Entries from a dataset
****************

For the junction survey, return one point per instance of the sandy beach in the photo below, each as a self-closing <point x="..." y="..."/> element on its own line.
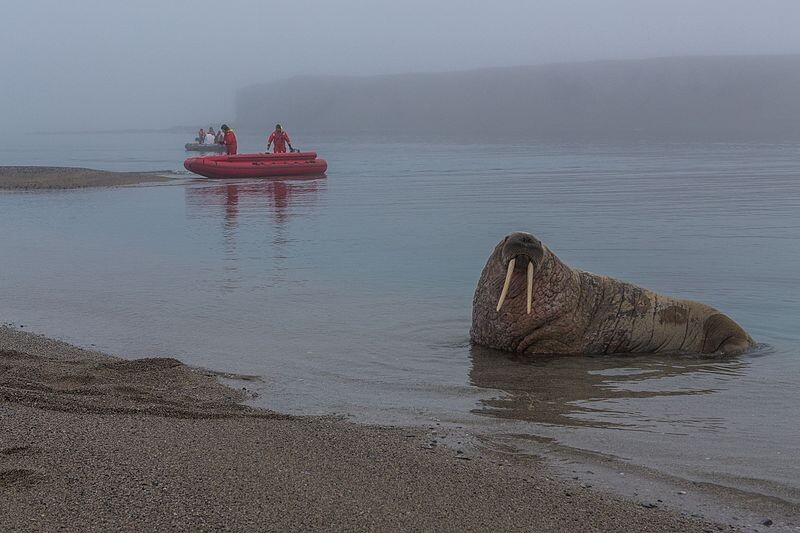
<point x="34" y="177"/>
<point x="93" y="442"/>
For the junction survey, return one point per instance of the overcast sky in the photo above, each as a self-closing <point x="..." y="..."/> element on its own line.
<point x="96" y="64"/>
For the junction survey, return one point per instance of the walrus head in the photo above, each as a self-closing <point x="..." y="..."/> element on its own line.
<point x="521" y="286"/>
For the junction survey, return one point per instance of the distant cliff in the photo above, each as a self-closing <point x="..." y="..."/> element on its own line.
<point x="687" y="98"/>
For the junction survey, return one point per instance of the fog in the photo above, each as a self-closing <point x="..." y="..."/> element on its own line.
<point x="109" y="64"/>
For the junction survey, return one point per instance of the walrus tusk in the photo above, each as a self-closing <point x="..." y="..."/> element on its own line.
<point x="530" y="285"/>
<point x="506" y="284"/>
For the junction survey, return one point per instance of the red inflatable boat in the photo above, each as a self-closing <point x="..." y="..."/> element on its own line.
<point x="257" y="165"/>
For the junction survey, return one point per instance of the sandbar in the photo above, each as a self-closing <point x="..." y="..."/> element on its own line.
<point x="34" y="177"/>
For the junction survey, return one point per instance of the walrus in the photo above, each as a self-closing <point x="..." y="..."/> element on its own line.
<point x="529" y="301"/>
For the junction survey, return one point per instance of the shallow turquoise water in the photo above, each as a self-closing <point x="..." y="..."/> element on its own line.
<point x="352" y="294"/>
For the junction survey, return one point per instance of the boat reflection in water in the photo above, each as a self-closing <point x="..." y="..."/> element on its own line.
<point x="253" y="213"/>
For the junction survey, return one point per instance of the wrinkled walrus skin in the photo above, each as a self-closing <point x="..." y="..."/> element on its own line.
<point x="576" y="312"/>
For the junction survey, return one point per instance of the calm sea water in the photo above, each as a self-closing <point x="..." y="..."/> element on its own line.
<point x="352" y="294"/>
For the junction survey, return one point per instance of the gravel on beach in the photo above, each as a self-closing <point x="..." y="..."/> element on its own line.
<point x="32" y="177"/>
<point x="91" y="442"/>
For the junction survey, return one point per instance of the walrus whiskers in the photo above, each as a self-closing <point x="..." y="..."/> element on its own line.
<point x="506" y="284"/>
<point x="577" y="312"/>
<point x="530" y="285"/>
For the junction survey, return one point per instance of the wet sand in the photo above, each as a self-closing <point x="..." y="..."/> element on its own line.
<point x="71" y="178"/>
<point x="93" y="442"/>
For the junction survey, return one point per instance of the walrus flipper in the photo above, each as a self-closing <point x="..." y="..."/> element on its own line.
<point x="724" y="336"/>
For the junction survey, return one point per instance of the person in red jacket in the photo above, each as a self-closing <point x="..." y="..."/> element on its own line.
<point x="229" y="140"/>
<point x="281" y="139"/>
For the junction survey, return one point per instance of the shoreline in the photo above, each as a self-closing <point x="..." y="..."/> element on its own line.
<point x="95" y="442"/>
<point x="14" y="178"/>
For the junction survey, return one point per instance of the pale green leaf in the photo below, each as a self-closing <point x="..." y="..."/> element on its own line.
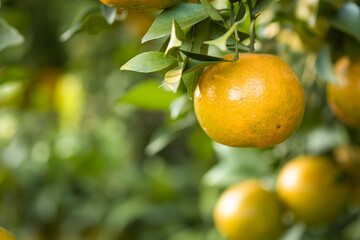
<point x="149" y="96"/>
<point x="221" y="42"/>
<point x="185" y="14"/>
<point x="9" y="36"/>
<point x="149" y="62"/>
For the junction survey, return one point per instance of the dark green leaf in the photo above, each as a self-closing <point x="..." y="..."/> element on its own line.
<point x="9" y="36"/>
<point x="347" y="19"/>
<point x="324" y="66"/>
<point x="109" y="13"/>
<point x="94" y="24"/>
<point x="173" y="77"/>
<point x="149" y="96"/>
<point x="221" y="42"/>
<point x="185" y="14"/>
<point x="261" y="5"/>
<point x="149" y="62"/>
<point x="213" y="13"/>
<point x="13" y="74"/>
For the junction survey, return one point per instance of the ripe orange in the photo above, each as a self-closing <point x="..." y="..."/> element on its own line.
<point x="248" y="211"/>
<point x="5" y="235"/>
<point x="150" y="5"/>
<point x="256" y="101"/>
<point x="314" y="189"/>
<point x="344" y="98"/>
<point x="348" y="158"/>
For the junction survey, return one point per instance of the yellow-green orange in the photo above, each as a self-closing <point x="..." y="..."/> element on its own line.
<point x="256" y="101"/>
<point x="344" y="97"/>
<point x="140" y="4"/>
<point x="247" y="211"/>
<point x="314" y="189"/>
<point x="5" y="235"/>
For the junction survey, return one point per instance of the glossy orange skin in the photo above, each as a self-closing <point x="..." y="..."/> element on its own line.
<point x="150" y="5"/>
<point x="247" y="211"/>
<point x="257" y="101"/>
<point x="312" y="189"/>
<point x="344" y="98"/>
<point x="5" y="235"/>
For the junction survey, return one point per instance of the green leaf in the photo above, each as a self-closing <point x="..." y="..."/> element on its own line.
<point x="221" y="42"/>
<point x="198" y="65"/>
<point x="347" y="19"/>
<point x="94" y="24"/>
<point x="173" y="77"/>
<point x="149" y="62"/>
<point x="202" y="57"/>
<point x="238" y="164"/>
<point x="213" y="13"/>
<point x="185" y="14"/>
<point x="191" y="79"/>
<point x="13" y="74"/>
<point x="177" y="35"/>
<point x="165" y="135"/>
<point x="324" y="66"/>
<point x="9" y="36"/>
<point x="241" y="12"/>
<point x="78" y="23"/>
<point x="108" y="13"/>
<point x="75" y="28"/>
<point x="261" y="5"/>
<point x="149" y="96"/>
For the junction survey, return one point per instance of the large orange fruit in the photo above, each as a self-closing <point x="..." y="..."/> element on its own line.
<point x="247" y="211"/>
<point x="5" y="235"/>
<point x="140" y="4"/>
<point x="314" y="189"/>
<point x="256" y="101"/>
<point x="344" y="97"/>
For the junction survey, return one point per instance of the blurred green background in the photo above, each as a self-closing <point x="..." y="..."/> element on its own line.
<point x="91" y="152"/>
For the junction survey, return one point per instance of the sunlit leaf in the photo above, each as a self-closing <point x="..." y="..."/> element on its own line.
<point x="149" y="96"/>
<point x="221" y="42"/>
<point x="261" y="5"/>
<point x="177" y="35"/>
<point x="213" y="13"/>
<point x="202" y="57"/>
<point x="238" y="164"/>
<point x="165" y="135"/>
<point x="109" y="13"/>
<point x="185" y="14"/>
<point x="324" y="66"/>
<point x="347" y="19"/>
<point x="149" y="62"/>
<point x="173" y="77"/>
<point x="241" y="13"/>
<point x="9" y="36"/>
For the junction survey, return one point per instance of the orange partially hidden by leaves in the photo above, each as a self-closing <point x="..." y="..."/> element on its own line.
<point x="348" y="158"/>
<point x="248" y="211"/>
<point x="150" y="5"/>
<point x="256" y="101"/>
<point x="5" y="235"/>
<point x="344" y="97"/>
<point x="314" y="189"/>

****************

## Written exercise
Pictures are to be left out; the records above must be repeated word for word.

## Solution for this problem
For the junction survey, return one point per instance of the sandy beach in the photo below, each as a self-closing <point x="..." y="..."/> element on its own line.
<point x="34" y="177"/>
<point x="93" y="442"/>
For the junction survey, return one point per instance of the overcast sky in the photo above, each as a self-closing <point x="..." y="..."/> element on its own line.
<point x="96" y="64"/>
For the junction survey, return one point per instance of the walrus head in the photo above, each as a self-closing <point x="..." y="..."/> element on its own line.
<point x="521" y="286"/>
For the junction survey, return one point per instance of the distant cliff in the photo above, each as a self-closing <point x="..." y="..."/> element on its own line.
<point x="687" y="98"/>
For the junction survey, return one point per instance of the fog in the photo above, each as a self-closing <point x="..." y="..."/> element on its own line.
<point x="109" y="64"/>
For the junction survey, return one point per instance of the walrus tusk in the photo above, each as a self-closing <point x="..." y="..."/> element on its own line.
<point x="530" y="285"/>
<point x="506" y="284"/>
For the junction survey, return one point per instance of the red inflatable boat in the photo above, each as a self-closing <point x="..." y="..."/> element on its own line.
<point x="257" y="165"/>
For the junction survey, return one point per instance of the sandbar in the photo above, each as a self-closing <point x="..." y="..."/> element on its own line.
<point x="34" y="177"/>
For the junction survey, return one point per instance of the walrus in the photo above, each as a self-closing <point x="..." y="..."/> element on its own line.
<point x="529" y="301"/>
For the junction survey, return one point per instance of the shallow turquoise water in the photo above, each as a self-closing <point x="..." y="..."/> element on its own line.
<point x="352" y="294"/>
For the junction survey, return one point per instance of the boat reflection in water in the photo above, each as a self-closing <point x="..." y="..."/> element on its own line.
<point x="253" y="213"/>
For the junction survey, return one point per instance of the wrinkled walrus skin in the photo above, each as a self-closing <point x="..." y="..."/> element on its own line.
<point x="576" y="312"/>
For the junction survey, return one point per instance of the calm sea water in the photo above, each as a self-closing <point x="..." y="..."/> element on its own line.
<point x="352" y="294"/>
For the junction survey, return one point per instance of the gravel on beach in the photo above, each as a self-closing <point x="..." y="..."/> element on its own line.
<point x="32" y="177"/>
<point x="91" y="442"/>
For the junction survey, return one point per instance of the walrus whiskers in the photo above, each as a self-closing <point x="..." y="..."/> element on its own line.
<point x="506" y="284"/>
<point x="577" y="312"/>
<point x="530" y="285"/>
For the junction survey, return one point per instance of the wet sand in the photo above, each as a self-closing <point x="..." y="..."/> element on its own line.
<point x="71" y="178"/>
<point x="93" y="442"/>
For the junction survey, return one point per instance of the walrus flipper in the photo above, each as a self-closing <point x="..." y="..."/> element on its own line.
<point x="724" y="336"/>
For the junction survey, return one point per instance of the person in red jacket in the photo above, each as a self-closing <point x="..." y="..."/> element on its own line.
<point x="229" y="140"/>
<point x="281" y="139"/>
For the junction survey, return one point per instance of the shoreline in the photo above, each as a self-closing <point x="..." y="..."/> element on its own line.
<point x="95" y="442"/>
<point x="14" y="178"/>
For the junction survey, return one point per instance of the pale green leaf in the photo below, each as a self-closing <point x="..." y="..."/> element on its own line.
<point x="149" y="96"/>
<point x="221" y="42"/>
<point x="185" y="14"/>
<point x="9" y="36"/>
<point x="149" y="62"/>
For the junction survey, return one point per instance of the dark green leaf in the photo above, each as a self-closing <point x="..." y="..."/> element on its own line.
<point x="9" y="36"/>
<point x="347" y="19"/>
<point x="324" y="66"/>
<point x="109" y="13"/>
<point x="94" y="24"/>
<point x="173" y="77"/>
<point x="149" y="96"/>
<point x="221" y="42"/>
<point x="185" y="14"/>
<point x="261" y="5"/>
<point x="149" y="62"/>
<point x="213" y="13"/>
<point x="13" y="74"/>
For the junction survey, return one point per instance of the ripe orange in the photo above, each as a self-closing <point x="..." y="..."/> element on its own line.
<point x="248" y="211"/>
<point x="5" y="235"/>
<point x="150" y="5"/>
<point x="256" y="101"/>
<point x="314" y="189"/>
<point x="344" y="98"/>
<point x="348" y="158"/>
For the junction survey, return one point per instance of the yellow-green orange in the photo above, each as a self-closing <point x="..." y="..."/> element on its own line.
<point x="256" y="101"/>
<point x="344" y="97"/>
<point x="140" y="4"/>
<point x="247" y="211"/>
<point x="314" y="189"/>
<point x="5" y="235"/>
For the junction survey, return one point per instance of the glossy orange skin in the photo above, each as a self-closing <point x="..." y="..."/> element on its own line.
<point x="150" y="5"/>
<point x="247" y="211"/>
<point x="257" y="101"/>
<point x="312" y="189"/>
<point x="344" y="98"/>
<point x="5" y="235"/>
For the junction survey, return one point per instance of the green leaf in the photo above, each as a self-closing <point x="..." y="..."/> element on its own line.
<point x="221" y="42"/>
<point x="198" y="65"/>
<point x="347" y="19"/>
<point x="94" y="24"/>
<point x="173" y="77"/>
<point x="149" y="62"/>
<point x="202" y="57"/>
<point x="238" y="164"/>
<point x="213" y="13"/>
<point x="185" y="14"/>
<point x="191" y="79"/>
<point x="13" y="74"/>
<point x="177" y="35"/>
<point x="165" y="135"/>
<point x="324" y="66"/>
<point x="9" y="36"/>
<point x="241" y="12"/>
<point x="78" y="23"/>
<point x="108" y="13"/>
<point x="75" y="28"/>
<point x="261" y="5"/>
<point x="149" y="96"/>
For the junction survey, return one point per instance of the large orange fruit in the photo above, each as a self-closing <point x="..." y="..."/> element on its own line.
<point x="247" y="211"/>
<point x="5" y="235"/>
<point x="140" y="4"/>
<point x="314" y="189"/>
<point x="256" y="101"/>
<point x="344" y="97"/>
For the junction survey, return one point per instance of the blurred green background in the photo above, each as a self-closing <point x="..." y="..."/> element on its own line.
<point x="91" y="152"/>
For the junction survey, return one point per instance of the sunlit leaf in the photo above, each as a self-closing <point x="..." y="..."/> element on its own line.
<point x="149" y="96"/>
<point x="221" y="42"/>
<point x="261" y="5"/>
<point x="177" y="35"/>
<point x="213" y="13"/>
<point x="202" y="57"/>
<point x="238" y="164"/>
<point x="165" y="135"/>
<point x="109" y="13"/>
<point x="185" y="14"/>
<point x="324" y="66"/>
<point x="347" y="19"/>
<point x="149" y="62"/>
<point x="173" y="77"/>
<point x="241" y="13"/>
<point x="9" y="36"/>
For the junction survey, return one point per instance of the orange partially hidden by leaves in the photo above, each as a self-closing <point x="..." y="..."/> element on its own line.
<point x="348" y="158"/>
<point x="248" y="211"/>
<point x="150" y="5"/>
<point x="256" y="101"/>
<point x="5" y="235"/>
<point x="344" y="97"/>
<point x="314" y="189"/>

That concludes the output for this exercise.